Listing from a point labeling set:

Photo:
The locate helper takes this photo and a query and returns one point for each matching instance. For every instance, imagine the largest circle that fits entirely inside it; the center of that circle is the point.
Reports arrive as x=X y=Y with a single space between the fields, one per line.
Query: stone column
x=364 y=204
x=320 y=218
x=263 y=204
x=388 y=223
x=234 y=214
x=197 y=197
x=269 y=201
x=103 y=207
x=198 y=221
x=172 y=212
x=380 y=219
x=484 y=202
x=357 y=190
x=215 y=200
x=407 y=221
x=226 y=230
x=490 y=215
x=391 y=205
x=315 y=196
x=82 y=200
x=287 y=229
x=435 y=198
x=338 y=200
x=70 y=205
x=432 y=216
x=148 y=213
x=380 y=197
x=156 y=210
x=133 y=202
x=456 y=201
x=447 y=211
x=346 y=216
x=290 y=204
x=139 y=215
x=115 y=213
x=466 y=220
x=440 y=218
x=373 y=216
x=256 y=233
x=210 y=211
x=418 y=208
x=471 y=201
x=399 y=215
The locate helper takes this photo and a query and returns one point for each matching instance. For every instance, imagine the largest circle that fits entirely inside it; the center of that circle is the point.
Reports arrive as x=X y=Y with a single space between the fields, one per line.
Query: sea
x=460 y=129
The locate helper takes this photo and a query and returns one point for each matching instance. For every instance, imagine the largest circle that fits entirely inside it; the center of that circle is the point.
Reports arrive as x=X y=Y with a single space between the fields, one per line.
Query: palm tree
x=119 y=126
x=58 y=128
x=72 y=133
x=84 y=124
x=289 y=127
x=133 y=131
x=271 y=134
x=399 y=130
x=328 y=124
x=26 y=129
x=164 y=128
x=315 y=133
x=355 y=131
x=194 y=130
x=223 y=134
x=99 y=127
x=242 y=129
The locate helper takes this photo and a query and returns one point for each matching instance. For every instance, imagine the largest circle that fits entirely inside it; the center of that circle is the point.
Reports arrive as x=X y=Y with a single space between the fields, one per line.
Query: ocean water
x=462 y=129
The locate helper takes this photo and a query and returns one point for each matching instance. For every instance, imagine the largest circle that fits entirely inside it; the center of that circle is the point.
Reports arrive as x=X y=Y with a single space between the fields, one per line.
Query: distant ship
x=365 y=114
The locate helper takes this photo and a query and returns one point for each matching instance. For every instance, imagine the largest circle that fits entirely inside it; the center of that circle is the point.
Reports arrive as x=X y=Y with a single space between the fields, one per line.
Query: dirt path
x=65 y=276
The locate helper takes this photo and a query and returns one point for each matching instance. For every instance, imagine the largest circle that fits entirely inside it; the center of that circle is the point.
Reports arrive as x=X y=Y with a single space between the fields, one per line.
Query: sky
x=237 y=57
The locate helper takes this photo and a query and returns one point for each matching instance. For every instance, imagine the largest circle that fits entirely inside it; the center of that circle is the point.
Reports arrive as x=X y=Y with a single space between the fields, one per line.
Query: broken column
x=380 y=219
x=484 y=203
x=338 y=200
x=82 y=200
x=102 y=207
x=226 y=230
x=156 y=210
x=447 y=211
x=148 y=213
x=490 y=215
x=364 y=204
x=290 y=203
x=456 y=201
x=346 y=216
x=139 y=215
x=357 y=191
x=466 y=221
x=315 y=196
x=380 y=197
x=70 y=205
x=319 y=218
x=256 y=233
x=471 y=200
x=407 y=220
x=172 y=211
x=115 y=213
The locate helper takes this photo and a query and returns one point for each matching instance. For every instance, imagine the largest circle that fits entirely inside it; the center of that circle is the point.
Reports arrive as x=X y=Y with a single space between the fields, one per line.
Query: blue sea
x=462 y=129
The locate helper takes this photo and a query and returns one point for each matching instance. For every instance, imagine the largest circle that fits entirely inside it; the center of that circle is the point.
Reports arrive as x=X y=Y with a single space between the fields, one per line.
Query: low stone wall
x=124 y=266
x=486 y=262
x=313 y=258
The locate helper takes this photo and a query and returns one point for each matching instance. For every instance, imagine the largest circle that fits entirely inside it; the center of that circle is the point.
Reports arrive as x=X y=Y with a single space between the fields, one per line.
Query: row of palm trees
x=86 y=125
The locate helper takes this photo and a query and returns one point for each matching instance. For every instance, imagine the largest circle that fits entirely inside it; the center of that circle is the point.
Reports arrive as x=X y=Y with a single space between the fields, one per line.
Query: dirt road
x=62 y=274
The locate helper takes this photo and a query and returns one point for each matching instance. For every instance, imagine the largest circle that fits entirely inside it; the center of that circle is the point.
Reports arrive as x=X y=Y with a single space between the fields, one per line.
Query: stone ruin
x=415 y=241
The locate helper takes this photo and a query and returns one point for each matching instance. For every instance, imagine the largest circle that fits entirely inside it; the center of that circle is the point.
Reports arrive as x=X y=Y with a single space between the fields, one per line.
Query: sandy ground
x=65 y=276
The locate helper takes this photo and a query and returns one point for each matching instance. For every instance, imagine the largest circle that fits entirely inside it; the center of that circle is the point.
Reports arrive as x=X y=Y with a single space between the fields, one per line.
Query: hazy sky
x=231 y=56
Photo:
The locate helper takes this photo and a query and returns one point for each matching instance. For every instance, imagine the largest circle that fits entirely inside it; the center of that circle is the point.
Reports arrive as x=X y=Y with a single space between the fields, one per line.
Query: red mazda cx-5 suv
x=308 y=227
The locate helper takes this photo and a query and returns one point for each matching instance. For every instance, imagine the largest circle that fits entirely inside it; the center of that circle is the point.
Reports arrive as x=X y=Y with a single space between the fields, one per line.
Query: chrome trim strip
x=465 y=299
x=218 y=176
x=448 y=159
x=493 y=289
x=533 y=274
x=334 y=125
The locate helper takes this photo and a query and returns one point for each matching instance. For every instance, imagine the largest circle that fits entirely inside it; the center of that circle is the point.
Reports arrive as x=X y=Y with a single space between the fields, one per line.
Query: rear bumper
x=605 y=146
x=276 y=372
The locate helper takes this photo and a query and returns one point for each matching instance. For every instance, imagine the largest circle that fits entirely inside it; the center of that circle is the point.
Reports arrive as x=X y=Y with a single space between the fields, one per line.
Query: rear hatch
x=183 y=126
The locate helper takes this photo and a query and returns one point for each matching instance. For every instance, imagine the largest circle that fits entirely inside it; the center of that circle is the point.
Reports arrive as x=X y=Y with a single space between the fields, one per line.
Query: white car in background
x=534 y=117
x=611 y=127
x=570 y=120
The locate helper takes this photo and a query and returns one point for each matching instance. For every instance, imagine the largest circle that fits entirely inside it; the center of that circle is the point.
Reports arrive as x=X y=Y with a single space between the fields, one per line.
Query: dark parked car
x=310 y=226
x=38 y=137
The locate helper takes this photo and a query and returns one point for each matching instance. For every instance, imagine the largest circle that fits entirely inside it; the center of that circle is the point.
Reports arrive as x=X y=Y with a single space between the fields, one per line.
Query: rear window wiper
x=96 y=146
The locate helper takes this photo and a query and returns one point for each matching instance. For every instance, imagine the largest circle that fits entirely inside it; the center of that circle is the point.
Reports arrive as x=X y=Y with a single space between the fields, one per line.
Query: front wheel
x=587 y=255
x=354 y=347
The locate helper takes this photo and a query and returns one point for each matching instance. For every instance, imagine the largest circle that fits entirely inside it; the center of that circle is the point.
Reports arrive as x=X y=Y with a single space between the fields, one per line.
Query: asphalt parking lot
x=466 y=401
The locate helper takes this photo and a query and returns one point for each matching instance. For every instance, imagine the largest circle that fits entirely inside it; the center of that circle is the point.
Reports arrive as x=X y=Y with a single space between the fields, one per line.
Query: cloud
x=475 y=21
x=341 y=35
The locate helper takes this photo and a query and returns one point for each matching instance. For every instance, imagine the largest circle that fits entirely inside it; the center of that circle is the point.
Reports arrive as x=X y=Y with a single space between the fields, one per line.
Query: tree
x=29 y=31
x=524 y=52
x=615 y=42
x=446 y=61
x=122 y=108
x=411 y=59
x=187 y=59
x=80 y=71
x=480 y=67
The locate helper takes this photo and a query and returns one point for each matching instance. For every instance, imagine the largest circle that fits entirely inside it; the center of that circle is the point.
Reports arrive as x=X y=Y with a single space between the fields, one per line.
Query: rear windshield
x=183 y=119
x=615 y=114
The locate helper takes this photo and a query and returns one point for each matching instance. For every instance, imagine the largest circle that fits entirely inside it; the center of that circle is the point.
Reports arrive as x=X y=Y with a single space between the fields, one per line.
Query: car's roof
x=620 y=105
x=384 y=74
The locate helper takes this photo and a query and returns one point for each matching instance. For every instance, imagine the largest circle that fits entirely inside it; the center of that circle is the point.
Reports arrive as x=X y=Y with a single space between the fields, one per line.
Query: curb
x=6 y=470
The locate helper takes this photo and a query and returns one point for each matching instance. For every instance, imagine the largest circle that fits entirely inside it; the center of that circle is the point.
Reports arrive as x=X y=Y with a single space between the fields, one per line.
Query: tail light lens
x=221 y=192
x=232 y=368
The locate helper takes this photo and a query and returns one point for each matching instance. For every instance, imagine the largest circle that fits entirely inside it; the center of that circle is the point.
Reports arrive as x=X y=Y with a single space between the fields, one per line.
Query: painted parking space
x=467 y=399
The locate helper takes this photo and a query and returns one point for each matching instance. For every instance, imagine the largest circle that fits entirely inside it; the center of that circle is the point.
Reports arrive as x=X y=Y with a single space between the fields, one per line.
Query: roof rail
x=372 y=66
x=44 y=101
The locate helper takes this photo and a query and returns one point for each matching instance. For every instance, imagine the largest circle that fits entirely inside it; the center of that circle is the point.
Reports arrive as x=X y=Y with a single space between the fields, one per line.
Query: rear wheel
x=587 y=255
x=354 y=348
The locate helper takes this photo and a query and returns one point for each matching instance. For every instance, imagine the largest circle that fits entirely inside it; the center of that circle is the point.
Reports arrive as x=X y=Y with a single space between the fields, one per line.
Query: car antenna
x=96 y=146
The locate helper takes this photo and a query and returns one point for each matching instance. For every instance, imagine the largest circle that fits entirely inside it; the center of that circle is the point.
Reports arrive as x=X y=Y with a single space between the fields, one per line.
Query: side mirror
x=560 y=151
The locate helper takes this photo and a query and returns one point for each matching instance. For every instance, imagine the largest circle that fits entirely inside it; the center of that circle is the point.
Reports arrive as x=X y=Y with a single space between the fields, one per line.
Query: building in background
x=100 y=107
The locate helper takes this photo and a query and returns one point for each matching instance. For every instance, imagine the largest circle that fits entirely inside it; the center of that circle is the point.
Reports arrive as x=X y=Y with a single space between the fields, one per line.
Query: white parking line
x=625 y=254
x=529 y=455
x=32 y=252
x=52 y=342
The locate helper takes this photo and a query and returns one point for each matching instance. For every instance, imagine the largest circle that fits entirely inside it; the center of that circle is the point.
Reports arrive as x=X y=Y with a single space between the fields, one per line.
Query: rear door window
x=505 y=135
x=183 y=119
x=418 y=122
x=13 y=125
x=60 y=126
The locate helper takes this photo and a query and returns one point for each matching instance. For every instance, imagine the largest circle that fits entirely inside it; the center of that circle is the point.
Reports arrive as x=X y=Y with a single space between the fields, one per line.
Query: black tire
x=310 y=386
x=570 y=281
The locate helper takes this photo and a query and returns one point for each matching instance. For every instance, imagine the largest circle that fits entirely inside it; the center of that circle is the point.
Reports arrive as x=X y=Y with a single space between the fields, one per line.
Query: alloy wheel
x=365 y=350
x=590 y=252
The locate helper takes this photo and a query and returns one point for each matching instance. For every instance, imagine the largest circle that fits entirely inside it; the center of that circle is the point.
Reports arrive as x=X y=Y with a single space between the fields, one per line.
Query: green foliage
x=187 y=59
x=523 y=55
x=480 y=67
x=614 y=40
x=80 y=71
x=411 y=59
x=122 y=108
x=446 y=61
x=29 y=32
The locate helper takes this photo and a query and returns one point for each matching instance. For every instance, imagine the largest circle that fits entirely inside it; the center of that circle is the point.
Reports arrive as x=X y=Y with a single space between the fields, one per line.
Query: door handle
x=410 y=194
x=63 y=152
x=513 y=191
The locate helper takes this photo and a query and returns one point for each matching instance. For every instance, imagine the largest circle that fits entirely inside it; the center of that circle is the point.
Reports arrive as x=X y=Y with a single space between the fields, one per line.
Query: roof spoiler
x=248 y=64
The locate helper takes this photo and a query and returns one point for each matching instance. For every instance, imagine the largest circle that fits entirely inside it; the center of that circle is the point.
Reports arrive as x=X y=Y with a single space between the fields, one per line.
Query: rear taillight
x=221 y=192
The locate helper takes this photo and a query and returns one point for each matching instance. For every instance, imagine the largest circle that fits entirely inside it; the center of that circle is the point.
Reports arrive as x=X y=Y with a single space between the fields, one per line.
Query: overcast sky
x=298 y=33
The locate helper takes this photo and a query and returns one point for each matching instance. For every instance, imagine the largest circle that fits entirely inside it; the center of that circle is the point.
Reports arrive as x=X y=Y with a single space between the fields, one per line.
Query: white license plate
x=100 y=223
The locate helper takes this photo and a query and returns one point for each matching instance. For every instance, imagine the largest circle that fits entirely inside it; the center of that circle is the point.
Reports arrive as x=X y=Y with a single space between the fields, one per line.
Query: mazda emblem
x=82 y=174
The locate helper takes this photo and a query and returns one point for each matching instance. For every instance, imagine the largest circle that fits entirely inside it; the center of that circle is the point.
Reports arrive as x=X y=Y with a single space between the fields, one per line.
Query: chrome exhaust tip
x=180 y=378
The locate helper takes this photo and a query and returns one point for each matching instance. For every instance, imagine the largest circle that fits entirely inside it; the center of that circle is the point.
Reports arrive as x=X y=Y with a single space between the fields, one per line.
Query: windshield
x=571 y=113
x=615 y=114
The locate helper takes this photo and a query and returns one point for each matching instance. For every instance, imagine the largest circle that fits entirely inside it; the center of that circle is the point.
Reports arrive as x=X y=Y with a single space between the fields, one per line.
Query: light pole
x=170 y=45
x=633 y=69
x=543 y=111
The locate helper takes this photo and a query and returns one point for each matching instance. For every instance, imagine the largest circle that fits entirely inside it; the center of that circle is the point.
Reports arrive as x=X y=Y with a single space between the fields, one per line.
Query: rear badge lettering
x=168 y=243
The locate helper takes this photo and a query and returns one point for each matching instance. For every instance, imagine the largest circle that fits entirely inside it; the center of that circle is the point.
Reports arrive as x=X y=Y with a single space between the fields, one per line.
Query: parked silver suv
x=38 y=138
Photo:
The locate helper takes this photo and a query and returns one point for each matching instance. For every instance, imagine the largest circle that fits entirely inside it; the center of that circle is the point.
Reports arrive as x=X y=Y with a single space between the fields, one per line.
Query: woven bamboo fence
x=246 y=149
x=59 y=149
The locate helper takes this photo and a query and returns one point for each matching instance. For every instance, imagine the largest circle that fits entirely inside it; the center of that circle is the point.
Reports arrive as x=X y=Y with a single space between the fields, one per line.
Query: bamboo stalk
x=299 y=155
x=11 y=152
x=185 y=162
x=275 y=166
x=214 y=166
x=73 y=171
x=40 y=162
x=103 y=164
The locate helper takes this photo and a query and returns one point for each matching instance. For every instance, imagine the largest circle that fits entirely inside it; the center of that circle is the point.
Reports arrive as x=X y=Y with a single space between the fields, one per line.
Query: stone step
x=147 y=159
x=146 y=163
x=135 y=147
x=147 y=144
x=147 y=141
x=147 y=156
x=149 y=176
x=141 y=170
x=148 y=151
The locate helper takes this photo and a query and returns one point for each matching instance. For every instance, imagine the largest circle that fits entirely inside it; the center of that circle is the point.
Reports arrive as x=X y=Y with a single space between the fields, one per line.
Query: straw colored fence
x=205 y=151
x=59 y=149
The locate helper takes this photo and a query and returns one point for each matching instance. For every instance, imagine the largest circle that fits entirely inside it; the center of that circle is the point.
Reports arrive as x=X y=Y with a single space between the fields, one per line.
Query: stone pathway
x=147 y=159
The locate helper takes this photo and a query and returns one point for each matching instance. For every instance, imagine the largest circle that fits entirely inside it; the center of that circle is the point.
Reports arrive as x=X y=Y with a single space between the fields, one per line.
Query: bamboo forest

TASK DESCRIPTION:
Reproduce the listing starting at its first line and ending at the line containing "x=460 y=129", substituting "point finder" for "locate helper" and leaving everything else unchanged.

RIGHT ANSWER:
Photo:
The point finder takes this photo and a query and returns one point for each matching instance. For every instance, imagine the largest circle that fits entirely inside it; the center of that circle is the point.
Reports arrive as x=X y=Y with a single space between the fields, one per line.
Query: stone column
x=364 y=204
x=320 y=218
x=263 y=204
x=388 y=223
x=234 y=214
x=197 y=197
x=269 y=201
x=103 y=207
x=198 y=221
x=172 y=212
x=380 y=219
x=484 y=202
x=357 y=190
x=215 y=200
x=407 y=221
x=226 y=230
x=490 y=215
x=391 y=205
x=315 y=196
x=82 y=200
x=287 y=229
x=435 y=198
x=338 y=200
x=70 y=205
x=432 y=216
x=148 y=213
x=380 y=197
x=156 y=210
x=133 y=202
x=456 y=201
x=447 y=211
x=346 y=216
x=290 y=204
x=139 y=215
x=115 y=213
x=466 y=220
x=440 y=218
x=373 y=216
x=256 y=233
x=210 y=211
x=418 y=208
x=471 y=201
x=399 y=215
The point finder takes this photo and a query and returns one point for each matching instance. For every instance, imagine the largest circle that fits entirely inside it; the center of that circle is the point.
Reports arrive as x=X y=Y with a single space between the fields, one per line.
Query: sea
x=460 y=129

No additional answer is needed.